List of tasks:
[1] In the account of the Astros' late-season games, in which inning did all three Dodger home runs off J. R. Richard come?
[2] Continue the account of the Astros' late-season games, beginning after its final sentence.

Passage shown:

----

On September 12 and 13, Cedeño collected back-to-back four-hit games against the Cincinnati Reds, hitting two three home runs, two triples, and five runs batted in (RBI). He became the fourth player in team history to record four hits each over consecutive games, succeeding Wilbur Howard on August 23 and 24, 1975. (Note: Next accomplished for Houston by Jeff Bagwell on July 14 and 15, 1995. Criteria: Longest streak of consecutive games, playing for HOU, in the regular season, requiring Hits ≥ 4, sorted by most games matching criteria.)

The following week ended September 18, over six games, Cedeño netted a .500 batting average (14-for-28), nine runs scored, one double, two triples, three home runs, and six RBI.

==== October ====
On the final day of the regular season, October 2, Los Angeles took Astros starter J. R. Richard deep three times at Dodger Stadium, the first time in 147 games and 130 starts for the hard-throwing, 6 ft 8 in right-handed Louisiana native.

In fact, like a lightning strike, all 3 Dodger blasts arrived in the sixth inning via offerings to Manny Mota, Dusty Baker, and Glenn Burke. Baker's and Burke's bombs were consecutive. At the time, this gave Los Angeles a 3–1 advantage.

The Dodgers' home runs carried extra significance, in that, Mota, who was pinch hitting, hit the final of his major league career. Burke's was one of his two major league home runs. Baker, meanwhile, mashed his 30th jack for the first time. For Los Angeles baseball, this was a club-record 15th consecutive game heralding the long ball, and their fourth hitter with at least 30 home runs, the first time this was accomplished by any major league team. As Baker reached home plate following the blast, Burke greeted him his hand held high, who instinctively raised his hand to hit Burke's palm, creating the high five, speculated to have been the moment it was invented.

However, the Astros lineup did not allow Richard to forget their own power capabilities. Watson commenced the scoring in the first with a single to score Cedeño, then, in fourth, hit his 22nd dinger of the season. The inning after the Dodgers' three home runs, Cedeño singled in José Cruz. With the bases full—including Enos Cabell, Cedeño, and Watson—Denny Walling then tripled to drove home everyone. This raised the score went 6–3 Houston, which is how it remained. Cedeño and Cabell also doubled. Each of the top four of Houston order had multi-hit efforts (Cruz 2, Cabell 2, Cedeñp 3 and Watson 2). The win got Houston to the .500 mark (81–81).

----

[Segmentation mask data]

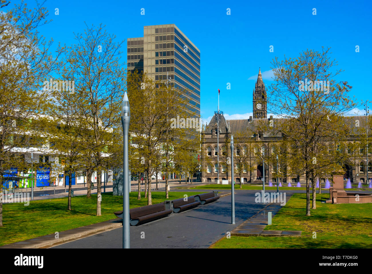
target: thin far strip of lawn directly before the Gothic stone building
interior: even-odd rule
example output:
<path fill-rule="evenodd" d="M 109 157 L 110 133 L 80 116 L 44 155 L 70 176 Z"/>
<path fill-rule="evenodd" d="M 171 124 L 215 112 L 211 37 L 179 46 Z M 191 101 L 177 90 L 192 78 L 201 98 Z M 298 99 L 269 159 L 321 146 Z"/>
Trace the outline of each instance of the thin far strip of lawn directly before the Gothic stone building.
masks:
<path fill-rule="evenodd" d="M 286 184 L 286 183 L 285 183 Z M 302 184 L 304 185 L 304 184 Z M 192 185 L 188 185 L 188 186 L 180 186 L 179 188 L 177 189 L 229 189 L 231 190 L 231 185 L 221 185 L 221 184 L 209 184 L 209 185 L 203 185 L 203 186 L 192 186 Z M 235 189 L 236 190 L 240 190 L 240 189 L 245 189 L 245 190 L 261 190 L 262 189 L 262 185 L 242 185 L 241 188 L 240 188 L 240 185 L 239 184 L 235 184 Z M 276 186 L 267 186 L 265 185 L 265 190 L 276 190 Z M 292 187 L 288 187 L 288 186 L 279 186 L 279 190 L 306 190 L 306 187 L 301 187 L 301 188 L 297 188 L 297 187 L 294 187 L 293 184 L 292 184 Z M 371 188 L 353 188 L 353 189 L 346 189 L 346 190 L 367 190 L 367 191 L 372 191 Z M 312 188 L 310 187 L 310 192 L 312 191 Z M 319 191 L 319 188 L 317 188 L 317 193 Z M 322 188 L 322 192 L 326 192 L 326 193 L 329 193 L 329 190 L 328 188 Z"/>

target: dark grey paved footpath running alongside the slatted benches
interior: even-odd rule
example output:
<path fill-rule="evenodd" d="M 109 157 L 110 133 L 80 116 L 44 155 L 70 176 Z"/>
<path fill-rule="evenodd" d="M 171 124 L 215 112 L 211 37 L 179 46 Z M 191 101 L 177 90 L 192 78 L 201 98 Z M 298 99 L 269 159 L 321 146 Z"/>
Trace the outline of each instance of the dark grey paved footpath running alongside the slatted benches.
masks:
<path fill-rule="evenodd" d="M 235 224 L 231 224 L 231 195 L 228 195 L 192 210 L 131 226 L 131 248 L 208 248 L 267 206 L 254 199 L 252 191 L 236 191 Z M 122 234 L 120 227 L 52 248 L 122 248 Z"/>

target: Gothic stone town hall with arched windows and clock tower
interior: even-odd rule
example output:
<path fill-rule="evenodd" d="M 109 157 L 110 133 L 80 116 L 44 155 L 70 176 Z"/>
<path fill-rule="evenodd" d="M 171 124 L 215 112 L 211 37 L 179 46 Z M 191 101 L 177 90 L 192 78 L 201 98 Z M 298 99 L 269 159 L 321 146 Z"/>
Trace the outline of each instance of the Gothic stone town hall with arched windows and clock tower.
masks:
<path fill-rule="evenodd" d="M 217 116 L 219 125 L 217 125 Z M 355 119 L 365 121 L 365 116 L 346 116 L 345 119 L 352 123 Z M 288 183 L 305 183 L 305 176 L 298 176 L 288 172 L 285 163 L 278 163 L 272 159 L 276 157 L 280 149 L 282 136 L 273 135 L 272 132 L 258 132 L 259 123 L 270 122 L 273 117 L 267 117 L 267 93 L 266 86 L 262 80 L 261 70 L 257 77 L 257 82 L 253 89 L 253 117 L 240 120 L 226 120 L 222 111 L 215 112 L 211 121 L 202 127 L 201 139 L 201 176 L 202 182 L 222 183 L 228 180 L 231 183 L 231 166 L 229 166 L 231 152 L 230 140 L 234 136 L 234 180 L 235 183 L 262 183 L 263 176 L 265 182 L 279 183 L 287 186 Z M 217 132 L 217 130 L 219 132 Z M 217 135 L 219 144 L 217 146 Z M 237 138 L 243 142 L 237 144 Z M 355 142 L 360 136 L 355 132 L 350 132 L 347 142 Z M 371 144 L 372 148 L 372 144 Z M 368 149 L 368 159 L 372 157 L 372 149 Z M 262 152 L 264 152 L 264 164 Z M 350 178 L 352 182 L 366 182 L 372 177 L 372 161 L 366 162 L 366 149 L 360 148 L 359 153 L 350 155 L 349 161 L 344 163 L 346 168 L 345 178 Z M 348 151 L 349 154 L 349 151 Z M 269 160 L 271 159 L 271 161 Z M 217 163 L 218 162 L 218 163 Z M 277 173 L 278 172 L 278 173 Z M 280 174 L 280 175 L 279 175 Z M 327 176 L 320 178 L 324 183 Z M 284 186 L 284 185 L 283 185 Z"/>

----

Replies:
[1] The sixth inning.

[2]
Richard whiffed 14 Dodgers, a season-high. This was Richard's second-highest total for one game, following his major league debut with 15 punchouts on September 5, 1971. Richard also notched his 13th complete game, and earned his 18th win of the season to follow-up his first 20-win season the year prior.

César Cedeño was recognized with NL Player of the Month honors for September–October. Over 28 games, he batted .417 (50-for-120) / .425 on-base percentage / .692 slugging percentage / 1.117 on-base plus slugging (OPS), 28 runs scored, 83 total bases, 10 doubles, and 16 stolen bases. Moreover, Cedeño set a club record by becoming the first batter to attain 50 hits in a single month, which surpassed the effort of 49 by Rusty Staub in July 1967. (Note: In September 2000, Richard Hidalgo broke this record with 51 hits. Criteria: In the Regular Season, from 1898 to 2026, playing for HOU, For any choice in Months, requiring Hits ≥ 45, sorted by lowest Year.)

Meanwhile, during the month of September—October, Bob Watson became the first Astros player to collect 30 or more RBI during any calendar month, passing the club record of 29 by Jimmy Wynn in June, 1967. (Note: Remained the club record until Jeff Bagwell and Derek Bell each registered 31 RBI in July 1995. Criteria: In the regular season, from 1898 to 2026, playing for HOU, for any choice in months, requiring runs batted in ≥ 28, sorted by greatest runs batted in.)

==== Performance overview ====
The Astros concluded the 1977 season with a performance of , in third place in the NL West, and trailing division champion and NL pennant-winning Los Angeles Dodgers by 17 games. The club maintained third place with one-game improvement from the year before. The Astros' fifth season with a record of .500 or above—all since 1969—it their third campaign concluded in third place, at the time matching their best for any season. They would finish higher than third for the first time in 1979.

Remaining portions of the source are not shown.